### [What the task asks]
With nothing added and nothing dropped, write out all of the entries below.

-------- Records for this exercise

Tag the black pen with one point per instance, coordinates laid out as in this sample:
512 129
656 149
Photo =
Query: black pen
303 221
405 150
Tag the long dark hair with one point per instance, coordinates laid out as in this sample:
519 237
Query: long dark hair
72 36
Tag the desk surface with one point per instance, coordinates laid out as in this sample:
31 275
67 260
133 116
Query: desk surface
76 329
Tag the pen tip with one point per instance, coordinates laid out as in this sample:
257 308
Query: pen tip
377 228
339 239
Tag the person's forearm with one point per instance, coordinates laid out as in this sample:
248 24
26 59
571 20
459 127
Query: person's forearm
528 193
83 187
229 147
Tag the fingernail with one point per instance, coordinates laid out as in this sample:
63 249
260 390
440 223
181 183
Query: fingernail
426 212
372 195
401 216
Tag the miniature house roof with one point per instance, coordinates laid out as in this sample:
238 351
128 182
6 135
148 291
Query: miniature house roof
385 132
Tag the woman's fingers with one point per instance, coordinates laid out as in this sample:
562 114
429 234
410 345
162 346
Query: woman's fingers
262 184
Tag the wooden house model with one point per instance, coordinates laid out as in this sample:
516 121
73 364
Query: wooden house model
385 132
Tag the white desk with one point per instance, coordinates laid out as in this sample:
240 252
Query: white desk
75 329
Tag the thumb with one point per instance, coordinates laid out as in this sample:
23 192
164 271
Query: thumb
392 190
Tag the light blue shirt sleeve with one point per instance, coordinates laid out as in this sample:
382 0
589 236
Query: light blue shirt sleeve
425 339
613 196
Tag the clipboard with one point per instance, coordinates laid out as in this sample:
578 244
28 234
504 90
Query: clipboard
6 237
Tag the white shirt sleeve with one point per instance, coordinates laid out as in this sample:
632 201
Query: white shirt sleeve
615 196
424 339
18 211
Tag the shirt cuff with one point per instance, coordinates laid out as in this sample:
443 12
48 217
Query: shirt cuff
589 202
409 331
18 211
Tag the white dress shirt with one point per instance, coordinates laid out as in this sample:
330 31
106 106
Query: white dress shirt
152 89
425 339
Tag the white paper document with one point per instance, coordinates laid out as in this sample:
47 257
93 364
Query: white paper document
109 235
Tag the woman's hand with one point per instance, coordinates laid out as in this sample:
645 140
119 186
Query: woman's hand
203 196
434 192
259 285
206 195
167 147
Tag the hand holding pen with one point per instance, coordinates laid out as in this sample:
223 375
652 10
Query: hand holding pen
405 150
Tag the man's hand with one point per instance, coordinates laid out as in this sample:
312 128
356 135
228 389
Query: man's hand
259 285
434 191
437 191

----------------

### [Reply to the exercise]
Tag the black pen with one point per instance, coordinates laid out as in this sample:
512 129
656 149
Photo =
Query: black pen
303 221
405 150
Tag the long dark hair with one point per instance, coordinates laid out as in this sample:
519 237
Query: long dark hair
72 36
Tag the desk surface with one point per instance, coordinates laid out as in this sample:
31 275
67 260
133 116
Query: desk surface
76 329
Tag the pen tip with one point per instance, coordinates laid out as in this sample:
257 308
Query: pen tip
377 228
339 239
Tag the person's forearm with one point per instance, coordinates laid out as in this sample:
248 24
26 59
571 20
459 127
Query: person's forearm
528 193
83 187
229 147
Tag the fingernail with one point per instance, coordinates laid out as in this sample:
63 249
260 390
440 223
181 183
Query: fingernail
426 212
372 195
401 216
Tag the miniature house roof with one point per instance, coordinates laid out as in this sample:
238 351
128 182
6 135
148 291
Query: miniature house roof
385 132
Tag the woman's fingers with one point per instance, coordinates laid out as in this sample:
562 114
429 234
410 345
162 346
Query: woman's fingers
262 184
Tag the wooden house model with one point per instance, coordinates laid out as in this sample:
516 121
73 364
Query: wooden house model
385 132
Tag the white desk with one point per instance, coordinates laid out as in this sample:
240 252
Query: white desk
75 329
Tag the thumb with one point per instance, coordinates laid out as in this sample:
23 192
164 271
Query: thumb
392 190
Tag the light blue shirt sleeve with one point per instance, coordinates laid out as in this sample:
382 0
589 236
Query: light blue shirt sleeve
425 339
613 196
Tag the clipboard with one point per instance, coordinates laid out as in this sample:
578 244
28 234
504 90
Query: clipboard
6 237
Tag the white shirt sleeve with one point per instance, coordinates laid out as in this sample:
632 201
Query: white shirt sleeve
615 196
424 339
18 211
Tag the shirt cuff with one point per instance, coordinates laid out as in this sample:
443 12
48 217
Query: shirt cuff
589 202
409 331
18 211
Tag the white dress shirt with one point per instance, coordinates laid out as in this sample:
330 31
106 106
Query: white dress shirt
152 89
425 339
Tag the white paper document with one point per instance, coordinates laid out as in this sample:
47 257
93 364
Query: white paper document
109 235
Tag the woman's hand with one point per instance, coordinates laid out as in this sample:
645 140
119 186
Query: woman's hand
203 196
434 192
259 285
206 195
167 147
Tag the hand holding pen with one point per instance, coordinates laid out as in this sample:
223 375
652 10
Query: hand holding pen
405 150
Tag the man's hand with one point per instance, coordinates laid out as in this sample:
312 128
356 135
228 389
Query: man's hand
259 285
434 191
437 191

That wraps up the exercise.